→ WHAT YOU NEED TO DO: Arrange all of the data below as a numbered list, omitting any blank lines.

→ WORKING DATA:
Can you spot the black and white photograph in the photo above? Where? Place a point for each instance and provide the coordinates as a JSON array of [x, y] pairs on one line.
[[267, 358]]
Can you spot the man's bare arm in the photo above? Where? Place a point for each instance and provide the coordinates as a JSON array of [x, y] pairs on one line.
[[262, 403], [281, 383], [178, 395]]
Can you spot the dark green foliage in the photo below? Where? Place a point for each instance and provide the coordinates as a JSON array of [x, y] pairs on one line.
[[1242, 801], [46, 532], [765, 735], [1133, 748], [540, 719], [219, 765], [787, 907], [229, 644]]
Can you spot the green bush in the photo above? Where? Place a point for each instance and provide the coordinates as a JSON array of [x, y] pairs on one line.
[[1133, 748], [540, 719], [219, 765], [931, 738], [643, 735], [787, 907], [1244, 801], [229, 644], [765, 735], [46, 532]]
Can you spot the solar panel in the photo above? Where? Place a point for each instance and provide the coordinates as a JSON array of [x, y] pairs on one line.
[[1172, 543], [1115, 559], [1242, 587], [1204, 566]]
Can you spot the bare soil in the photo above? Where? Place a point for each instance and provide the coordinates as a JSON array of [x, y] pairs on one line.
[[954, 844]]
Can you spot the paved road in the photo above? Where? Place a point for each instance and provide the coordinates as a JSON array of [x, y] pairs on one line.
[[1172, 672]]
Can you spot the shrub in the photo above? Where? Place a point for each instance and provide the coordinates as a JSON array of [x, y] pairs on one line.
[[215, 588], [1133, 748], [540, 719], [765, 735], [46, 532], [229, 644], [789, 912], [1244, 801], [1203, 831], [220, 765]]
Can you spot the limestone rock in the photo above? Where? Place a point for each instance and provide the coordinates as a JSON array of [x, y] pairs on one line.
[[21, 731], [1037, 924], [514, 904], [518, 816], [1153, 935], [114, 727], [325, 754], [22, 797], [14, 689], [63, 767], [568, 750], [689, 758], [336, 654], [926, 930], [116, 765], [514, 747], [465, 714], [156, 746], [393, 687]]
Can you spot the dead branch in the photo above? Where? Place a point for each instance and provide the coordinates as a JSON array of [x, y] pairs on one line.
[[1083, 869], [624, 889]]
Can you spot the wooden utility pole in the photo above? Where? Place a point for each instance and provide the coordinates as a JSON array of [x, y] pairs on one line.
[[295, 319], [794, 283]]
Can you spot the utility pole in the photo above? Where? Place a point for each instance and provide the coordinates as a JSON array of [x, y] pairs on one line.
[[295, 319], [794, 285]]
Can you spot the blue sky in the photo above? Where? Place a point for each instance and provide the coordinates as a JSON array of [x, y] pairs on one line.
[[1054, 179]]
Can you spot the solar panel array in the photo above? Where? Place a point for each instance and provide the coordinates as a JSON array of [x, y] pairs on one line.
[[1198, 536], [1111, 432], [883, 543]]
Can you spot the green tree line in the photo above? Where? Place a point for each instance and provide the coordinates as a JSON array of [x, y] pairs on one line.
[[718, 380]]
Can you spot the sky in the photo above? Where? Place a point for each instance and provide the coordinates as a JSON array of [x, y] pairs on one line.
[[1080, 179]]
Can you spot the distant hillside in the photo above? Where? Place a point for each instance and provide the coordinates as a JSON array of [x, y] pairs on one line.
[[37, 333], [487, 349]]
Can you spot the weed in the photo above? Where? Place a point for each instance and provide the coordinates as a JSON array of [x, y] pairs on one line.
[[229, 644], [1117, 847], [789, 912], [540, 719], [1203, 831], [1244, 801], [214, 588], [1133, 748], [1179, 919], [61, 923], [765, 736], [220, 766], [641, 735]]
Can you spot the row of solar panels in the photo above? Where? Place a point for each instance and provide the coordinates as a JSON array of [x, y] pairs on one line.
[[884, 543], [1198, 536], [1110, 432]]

→ SOLUTION TO THE EXERCISE:
1. Can you spot the black and white photograph in the photo above? Where? Place a point for each instance and provide the coordinates as a JSON array of [x, y] pairs on one line.
2. [[267, 358]]
3. Can you spot the man's bare arm in the photo above? Where? Place a point for each instance and provide the coordinates as a JSON array of [x, y] pairs on one line.
4. [[262, 403], [281, 383], [178, 395]]
5. Can you spot the dark green foliage in the photo below? Where? Place a point for each instance and provide the coordinates as a JSON array of [x, y] pairs on one line.
6. [[1242, 801], [46, 532], [765, 735], [1133, 748], [540, 719], [219, 765], [787, 907], [229, 644]]
7. Can you spot the green bush in the photo above? Where? Place a point for each instance and provide the coordinates as a JSON array of [x, y] pairs on one line.
8. [[1133, 748], [540, 719], [219, 765], [931, 738], [643, 735], [787, 907], [1244, 801], [229, 644], [765, 735], [46, 532]]
9. Can you spot the solar panel in the photo above? Where? Place a point for each instance and provide the coordinates as a JSON array of [x, y] pairs on one line.
10. [[1172, 543], [1115, 559], [1242, 587], [1204, 566]]
11. Can you spot the bare soil in the photo above? Where? Place a point for each instance and provide the coordinates as a JSON array of [x, y] pairs on one line.
12. [[954, 844]]
13. Can you spot the paved road in the photo above? Where? Place a point for each instance and provide the coordinates as a JSON array of [x, y] pairs on one line.
14. [[1172, 672]]
15. Can you spot the shrub in the photo above? Where? Place a point for each instance and provide the coordinates as a JSON array of [x, y] pairs on one line.
16. [[215, 588], [1133, 748], [540, 719], [765, 735], [46, 532], [229, 644], [789, 912], [1244, 801], [1203, 831], [220, 765]]
17. Can you spot the limestone rock in the photo above? Where? Place a point for each instance and provide the coordinates as a JSON array of [x, y] pairs on one line.
18. [[21, 731], [1037, 924], [514, 904], [518, 816], [1153, 935], [114, 727], [325, 754], [22, 797], [14, 689], [63, 767], [568, 750], [689, 758], [336, 654], [926, 930], [116, 765], [514, 747], [465, 714], [156, 746], [393, 687]]
19. Can you spot the dead branch in the photo above? Where? Place a point for each instance and provide the coordinates as a JSON array of [x, y] pairs on one line.
20. [[1083, 869], [624, 889]]
21. Can you spot the wooden utility pole in the photo above? Where? Place a point for each instance and provide the coordinates as a JSON array of [x, y] pairs on one line.
22. [[295, 319], [794, 283]]
23. Can you spot the utility pole in the photo above? Where? Place a point for each instance and provide the coordinates as a JSON array of [x, y] pairs on one line.
24. [[295, 319], [794, 285]]
25. Can you spot the blue sky in the photo above? Where? Place a point for each instance and provide the coordinates as a JSON array of [x, y] pairs on one line.
26. [[1054, 179]]
27. Can you spot the solar panel array in the photo above? Where? Place a point for each instance and provide the coordinates as a JSON array of [x, y] pairs on one line.
28. [[1198, 536], [1111, 432], [883, 543]]
29. Can you spot the green tree line in the photo above? Where? Place a point for each instance and provide the coordinates as a JSON array of [x, y] pairs on one line.
30. [[718, 380]]
31. Can you spot the sky in the photo above? Where? Place a point for each instance and provide the coordinates as a JSON array of [x, y] pairs on one line.
32. [[1080, 179]]
33. Can you spot the distant hillside in the photo above? Where? Place a point for each instance and provide the coordinates as a JSON array of [x, y] pairs on one line.
34. [[37, 333], [487, 349]]
35. Can you spot the weed in the photo above? Where? Place a point for each instance and provide the coordinates as a JSON array of [x, y] pairs on one line.
36. [[229, 644], [1117, 847], [789, 912], [540, 719], [1203, 831], [1244, 801], [214, 588], [1133, 748], [1179, 919], [61, 923], [765, 736], [220, 766], [641, 735]]
37. Can you spot the row of solar panels in the photo above? Where? Place a point for each instance and provide the coordinates as a JSON array of [x, y] pairs on one line.
38. [[884, 543], [1198, 536], [1110, 432]]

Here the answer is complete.